- [Records for the exercise]:
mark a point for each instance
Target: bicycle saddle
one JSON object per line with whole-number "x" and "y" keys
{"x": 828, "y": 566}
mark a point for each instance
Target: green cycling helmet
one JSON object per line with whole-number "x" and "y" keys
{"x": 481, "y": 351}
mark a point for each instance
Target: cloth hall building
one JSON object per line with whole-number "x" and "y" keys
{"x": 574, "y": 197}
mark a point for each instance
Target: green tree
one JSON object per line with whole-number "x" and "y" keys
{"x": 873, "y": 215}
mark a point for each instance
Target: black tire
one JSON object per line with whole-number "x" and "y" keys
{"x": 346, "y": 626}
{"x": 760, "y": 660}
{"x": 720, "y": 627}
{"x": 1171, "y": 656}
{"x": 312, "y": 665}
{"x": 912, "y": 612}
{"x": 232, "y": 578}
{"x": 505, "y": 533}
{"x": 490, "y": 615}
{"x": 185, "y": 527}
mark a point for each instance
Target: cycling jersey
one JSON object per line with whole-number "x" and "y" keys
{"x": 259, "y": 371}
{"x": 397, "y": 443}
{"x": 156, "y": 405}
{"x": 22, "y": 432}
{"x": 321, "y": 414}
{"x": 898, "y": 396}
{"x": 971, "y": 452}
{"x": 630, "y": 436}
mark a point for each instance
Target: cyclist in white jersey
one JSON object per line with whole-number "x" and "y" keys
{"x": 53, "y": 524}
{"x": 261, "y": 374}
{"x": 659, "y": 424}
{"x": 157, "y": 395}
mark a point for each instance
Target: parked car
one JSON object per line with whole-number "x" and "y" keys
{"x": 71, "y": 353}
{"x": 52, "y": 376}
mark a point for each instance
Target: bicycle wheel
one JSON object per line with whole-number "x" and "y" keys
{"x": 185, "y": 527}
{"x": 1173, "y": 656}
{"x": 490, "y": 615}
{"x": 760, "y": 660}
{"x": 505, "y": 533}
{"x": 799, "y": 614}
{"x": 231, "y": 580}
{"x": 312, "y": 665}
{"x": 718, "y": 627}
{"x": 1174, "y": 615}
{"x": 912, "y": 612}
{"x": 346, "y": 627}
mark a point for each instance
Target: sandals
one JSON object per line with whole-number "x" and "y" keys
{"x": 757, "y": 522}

- [Stated task]: Return the material in full, exactly as shown.

- [Answer to the task]:
mark a point for each instance
Target: bicycle saddle
one JSON object per line with whole-number "x" and "y" keys
{"x": 828, "y": 566}
mark a point for each instance
Target: green cycling helmet
one JSON object per line with whole-number "x" and "y" keys
{"x": 481, "y": 351}
mark a point for each instance
Target: cloth hall building
one JSON object per line with whole-number "x" and "y" keys
{"x": 574, "y": 197}
mark a point for each instance
Target: green tree
one JSON object per line with whole-number "x" and "y" keys
{"x": 873, "y": 215}
mark a point for each instance
Target: black tire
one JSON object per line with whole-number "x" and "y" keys
{"x": 346, "y": 626}
{"x": 760, "y": 660}
{"x": 720, "y": 627}
{"x": 1171, "y": 656}
{"x": 312, "y": 665}
{"x": 912, "y": 612}
{"x": 232, "y": 578}
{"x": 505, "y": 533}
{"x": 490, "y": 615}
{"x": 185, "y": 527}
mark a point for each instance
Target: cycling jersey
one JSON object per line with whole-number "x" and "y" keys
{"x": 259, "y": 371}
{"x": 397, "y": 443}
{"x": 156, "y": 405}
{"x": 22, "y": 432}
{"x": 321, "y": 414}
{"x": 898, "y": 396}
{"x": 971, "y": 452}
{"x": 630, "y": 436}
mark a point for each instance
Target: cyclist in white jersey
one JSON object per line with whole-number "x" and "y" keys
{"x": 53, "y": 524}
{"x": 261, "y": 374}
{"x": 659, "y": 424}
{"x": 157, "y": 395}
mark a point for each instance
Target: parked car
one JSON object per line with whole-number "x" and "y" keys
{"x": 71, "y": 353}
{"x": 52, "y": 376}
mark a point for each instance
Target: bicycle wheel
one JSON object per line with whole-number "x" and "y" keys
{"x": 185, "y": 527}
{"x": 1173, "y": 656}
{"x": 490, "y": 615}
{"x": 760, "y": 660}
{"x": 505, "y": 533}
{"x": 799, "y": 614}
{"x": 231, "y": 580}
{"x": 312, "y": 665}
{"x": 718, "y": 627}
{"x": 1174, "y": 615}
{"x": 912, "y": 612}
{"x": 346, "y": 627}
mark a point for each instance
Target: sandals
one JSON object per line with whole-number "x" and "y" keys
{"x": 757, "y": 522}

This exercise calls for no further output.